- [Records from a data source]
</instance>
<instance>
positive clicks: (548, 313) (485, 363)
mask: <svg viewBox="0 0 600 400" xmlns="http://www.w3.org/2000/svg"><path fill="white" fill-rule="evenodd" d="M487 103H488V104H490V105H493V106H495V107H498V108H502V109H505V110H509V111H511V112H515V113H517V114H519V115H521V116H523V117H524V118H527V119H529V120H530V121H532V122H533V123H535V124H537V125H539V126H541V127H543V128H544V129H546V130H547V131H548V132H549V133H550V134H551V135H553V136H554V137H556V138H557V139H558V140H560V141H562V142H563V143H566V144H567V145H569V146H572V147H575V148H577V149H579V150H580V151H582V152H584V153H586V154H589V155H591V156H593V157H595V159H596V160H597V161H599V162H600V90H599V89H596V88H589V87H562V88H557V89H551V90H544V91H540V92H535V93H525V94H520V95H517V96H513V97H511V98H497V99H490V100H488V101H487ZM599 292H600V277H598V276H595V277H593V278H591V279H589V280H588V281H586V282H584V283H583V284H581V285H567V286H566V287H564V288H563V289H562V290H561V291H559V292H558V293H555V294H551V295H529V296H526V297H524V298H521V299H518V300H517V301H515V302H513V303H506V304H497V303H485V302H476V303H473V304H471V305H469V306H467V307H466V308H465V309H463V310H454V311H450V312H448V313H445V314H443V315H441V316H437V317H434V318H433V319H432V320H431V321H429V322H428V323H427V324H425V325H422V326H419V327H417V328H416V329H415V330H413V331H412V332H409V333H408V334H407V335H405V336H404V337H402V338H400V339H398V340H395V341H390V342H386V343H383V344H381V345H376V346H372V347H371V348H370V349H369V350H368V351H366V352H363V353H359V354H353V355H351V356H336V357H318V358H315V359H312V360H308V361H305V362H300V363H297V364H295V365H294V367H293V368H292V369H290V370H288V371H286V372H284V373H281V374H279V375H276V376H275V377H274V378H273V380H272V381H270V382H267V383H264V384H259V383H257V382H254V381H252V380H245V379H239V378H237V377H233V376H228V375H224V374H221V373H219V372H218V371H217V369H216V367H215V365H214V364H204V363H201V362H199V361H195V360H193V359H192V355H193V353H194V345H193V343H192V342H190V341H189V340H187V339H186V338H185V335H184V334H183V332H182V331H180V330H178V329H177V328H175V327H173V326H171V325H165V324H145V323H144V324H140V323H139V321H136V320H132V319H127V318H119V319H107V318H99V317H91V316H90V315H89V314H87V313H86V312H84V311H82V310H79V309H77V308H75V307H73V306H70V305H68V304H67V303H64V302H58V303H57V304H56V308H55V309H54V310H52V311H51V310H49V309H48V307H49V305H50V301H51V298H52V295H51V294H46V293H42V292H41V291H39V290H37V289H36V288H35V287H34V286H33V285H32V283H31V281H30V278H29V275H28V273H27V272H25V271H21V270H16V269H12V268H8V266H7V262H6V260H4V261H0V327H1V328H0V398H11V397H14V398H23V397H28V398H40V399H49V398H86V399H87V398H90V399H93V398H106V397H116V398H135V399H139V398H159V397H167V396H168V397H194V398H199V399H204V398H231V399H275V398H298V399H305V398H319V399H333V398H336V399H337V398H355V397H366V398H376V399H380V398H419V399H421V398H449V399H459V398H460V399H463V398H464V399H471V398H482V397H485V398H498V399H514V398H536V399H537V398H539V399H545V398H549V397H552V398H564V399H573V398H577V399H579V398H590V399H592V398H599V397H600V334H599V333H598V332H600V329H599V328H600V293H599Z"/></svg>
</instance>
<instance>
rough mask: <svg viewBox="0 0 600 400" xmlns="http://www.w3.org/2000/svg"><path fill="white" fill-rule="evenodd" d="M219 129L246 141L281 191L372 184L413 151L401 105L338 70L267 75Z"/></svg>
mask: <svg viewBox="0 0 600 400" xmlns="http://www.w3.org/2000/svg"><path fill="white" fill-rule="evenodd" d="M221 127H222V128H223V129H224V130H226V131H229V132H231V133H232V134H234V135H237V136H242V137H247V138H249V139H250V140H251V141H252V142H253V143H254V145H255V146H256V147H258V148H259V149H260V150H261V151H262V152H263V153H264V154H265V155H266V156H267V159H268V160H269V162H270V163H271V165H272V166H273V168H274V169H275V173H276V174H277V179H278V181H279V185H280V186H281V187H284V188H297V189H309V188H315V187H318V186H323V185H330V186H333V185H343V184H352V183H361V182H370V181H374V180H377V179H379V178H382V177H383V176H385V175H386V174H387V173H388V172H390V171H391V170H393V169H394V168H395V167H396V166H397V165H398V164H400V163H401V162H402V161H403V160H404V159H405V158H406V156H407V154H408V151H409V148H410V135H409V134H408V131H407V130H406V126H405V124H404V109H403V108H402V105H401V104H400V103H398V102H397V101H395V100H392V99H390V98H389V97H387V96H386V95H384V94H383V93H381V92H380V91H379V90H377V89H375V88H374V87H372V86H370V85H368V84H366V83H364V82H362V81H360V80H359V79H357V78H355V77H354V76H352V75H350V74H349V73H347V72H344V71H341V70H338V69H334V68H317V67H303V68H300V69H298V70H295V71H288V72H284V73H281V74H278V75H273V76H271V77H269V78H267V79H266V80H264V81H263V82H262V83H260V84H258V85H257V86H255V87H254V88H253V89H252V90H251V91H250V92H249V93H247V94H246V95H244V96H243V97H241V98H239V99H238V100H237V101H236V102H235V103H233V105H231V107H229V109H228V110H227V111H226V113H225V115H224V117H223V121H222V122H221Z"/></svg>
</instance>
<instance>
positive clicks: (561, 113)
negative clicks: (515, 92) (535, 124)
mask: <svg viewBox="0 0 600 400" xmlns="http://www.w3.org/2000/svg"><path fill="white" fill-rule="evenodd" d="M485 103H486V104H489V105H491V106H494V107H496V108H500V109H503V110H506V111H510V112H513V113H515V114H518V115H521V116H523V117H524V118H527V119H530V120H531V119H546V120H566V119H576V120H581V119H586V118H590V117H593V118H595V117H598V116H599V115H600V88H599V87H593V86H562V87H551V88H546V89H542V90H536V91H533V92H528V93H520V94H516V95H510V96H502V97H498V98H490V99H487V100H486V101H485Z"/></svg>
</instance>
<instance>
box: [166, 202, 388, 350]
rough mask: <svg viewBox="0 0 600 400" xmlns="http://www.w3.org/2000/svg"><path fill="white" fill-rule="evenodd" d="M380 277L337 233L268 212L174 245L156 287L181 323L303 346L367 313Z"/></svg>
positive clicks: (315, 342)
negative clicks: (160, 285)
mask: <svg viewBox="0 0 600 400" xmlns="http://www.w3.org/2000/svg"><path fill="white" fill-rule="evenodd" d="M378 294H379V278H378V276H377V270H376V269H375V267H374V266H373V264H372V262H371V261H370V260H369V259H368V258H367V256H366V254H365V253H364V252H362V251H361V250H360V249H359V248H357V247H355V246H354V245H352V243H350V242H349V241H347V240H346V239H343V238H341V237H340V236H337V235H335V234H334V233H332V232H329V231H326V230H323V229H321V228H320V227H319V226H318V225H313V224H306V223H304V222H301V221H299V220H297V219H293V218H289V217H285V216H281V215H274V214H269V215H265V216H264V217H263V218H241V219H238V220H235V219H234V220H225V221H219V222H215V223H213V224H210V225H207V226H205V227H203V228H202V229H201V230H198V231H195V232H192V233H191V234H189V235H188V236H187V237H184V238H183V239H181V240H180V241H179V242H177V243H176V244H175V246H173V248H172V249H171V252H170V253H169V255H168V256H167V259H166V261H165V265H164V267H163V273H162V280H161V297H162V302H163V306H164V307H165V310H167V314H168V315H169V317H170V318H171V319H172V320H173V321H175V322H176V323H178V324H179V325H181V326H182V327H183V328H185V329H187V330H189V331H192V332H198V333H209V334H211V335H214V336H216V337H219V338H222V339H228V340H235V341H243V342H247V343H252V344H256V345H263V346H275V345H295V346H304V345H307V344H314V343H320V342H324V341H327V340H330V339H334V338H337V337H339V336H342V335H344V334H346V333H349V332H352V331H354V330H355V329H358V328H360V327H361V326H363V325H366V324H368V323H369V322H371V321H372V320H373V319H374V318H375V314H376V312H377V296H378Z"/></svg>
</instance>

- [WHAT IS REQUIRED] Can you arrange everything from the start of the lines above down to the line containing "positive clicks: (548, 313) (485, 363)", both ends included, as a JSON list of strings with one string per line and blank lines left out?

- [EXERCISE RESULT]
[
  "</instance>",
  "<instance>",
  "positive clicks: (548, 313) (485, 363)"
]